▸ **Activity**: Where the line with "hmm let me think… yeah I need to find the sky" appears below, start writing out lines exactly, and finish with the line with "cover in this picture", which is included; write out nothing else.

▸ **Supplied data**:
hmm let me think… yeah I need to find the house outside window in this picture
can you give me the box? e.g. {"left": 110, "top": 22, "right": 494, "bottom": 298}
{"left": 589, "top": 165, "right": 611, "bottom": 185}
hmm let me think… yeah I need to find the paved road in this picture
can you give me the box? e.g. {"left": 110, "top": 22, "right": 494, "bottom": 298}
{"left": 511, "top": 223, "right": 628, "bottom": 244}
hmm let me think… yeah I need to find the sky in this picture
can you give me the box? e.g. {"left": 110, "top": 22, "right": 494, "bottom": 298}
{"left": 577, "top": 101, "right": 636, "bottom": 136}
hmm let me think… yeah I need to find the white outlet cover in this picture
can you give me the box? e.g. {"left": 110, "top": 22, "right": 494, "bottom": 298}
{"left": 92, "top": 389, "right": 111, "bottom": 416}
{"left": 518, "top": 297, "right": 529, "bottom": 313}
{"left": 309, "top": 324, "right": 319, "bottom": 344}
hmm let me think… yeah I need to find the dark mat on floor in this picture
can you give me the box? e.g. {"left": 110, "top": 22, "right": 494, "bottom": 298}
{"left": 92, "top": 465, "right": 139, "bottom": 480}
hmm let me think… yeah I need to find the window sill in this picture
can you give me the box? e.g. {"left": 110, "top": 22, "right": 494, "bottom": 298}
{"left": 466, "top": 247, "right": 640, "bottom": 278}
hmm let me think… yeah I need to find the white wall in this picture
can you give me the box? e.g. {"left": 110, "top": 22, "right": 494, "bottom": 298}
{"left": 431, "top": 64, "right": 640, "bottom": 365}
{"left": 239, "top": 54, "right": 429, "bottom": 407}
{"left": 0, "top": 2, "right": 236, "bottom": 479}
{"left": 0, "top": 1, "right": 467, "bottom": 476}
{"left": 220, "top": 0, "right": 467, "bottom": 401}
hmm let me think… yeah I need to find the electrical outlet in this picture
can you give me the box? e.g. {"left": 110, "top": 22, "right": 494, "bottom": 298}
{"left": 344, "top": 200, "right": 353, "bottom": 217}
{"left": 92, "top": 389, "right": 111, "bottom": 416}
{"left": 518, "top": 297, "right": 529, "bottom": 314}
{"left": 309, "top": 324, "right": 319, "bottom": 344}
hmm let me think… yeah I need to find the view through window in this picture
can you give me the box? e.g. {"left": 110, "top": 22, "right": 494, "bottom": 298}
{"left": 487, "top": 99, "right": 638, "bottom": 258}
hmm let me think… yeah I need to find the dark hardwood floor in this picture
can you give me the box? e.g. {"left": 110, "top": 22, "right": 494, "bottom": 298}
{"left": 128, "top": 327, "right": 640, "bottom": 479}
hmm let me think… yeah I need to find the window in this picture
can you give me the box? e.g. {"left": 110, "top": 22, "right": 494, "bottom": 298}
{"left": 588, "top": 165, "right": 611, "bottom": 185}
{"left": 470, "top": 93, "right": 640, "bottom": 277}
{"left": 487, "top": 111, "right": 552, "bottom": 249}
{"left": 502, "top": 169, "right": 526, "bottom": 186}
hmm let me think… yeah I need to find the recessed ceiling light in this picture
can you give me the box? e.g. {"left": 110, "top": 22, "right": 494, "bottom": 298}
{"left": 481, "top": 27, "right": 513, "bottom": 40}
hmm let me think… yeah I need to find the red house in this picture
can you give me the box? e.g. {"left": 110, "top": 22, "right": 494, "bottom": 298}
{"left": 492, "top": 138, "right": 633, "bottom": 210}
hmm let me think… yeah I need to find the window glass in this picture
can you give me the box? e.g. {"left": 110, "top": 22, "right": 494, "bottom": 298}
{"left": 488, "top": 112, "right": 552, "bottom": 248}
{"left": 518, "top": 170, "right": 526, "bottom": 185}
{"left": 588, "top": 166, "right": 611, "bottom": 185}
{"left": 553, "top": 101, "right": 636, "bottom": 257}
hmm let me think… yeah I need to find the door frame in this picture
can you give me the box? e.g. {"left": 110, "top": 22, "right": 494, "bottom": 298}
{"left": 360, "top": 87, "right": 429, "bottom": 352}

▸ **Response for this exercise**:
hmm let me think… yeah I need to find the sky in this picture
can you give me the box? e.g. {"left": 110, "top": 22, "right": 494, "bottom": 298}
{"left": 577, "top": 101, "right": 636, "bottom": 136}
hmm let me think… yeah I need to find the white outlet cover in this picture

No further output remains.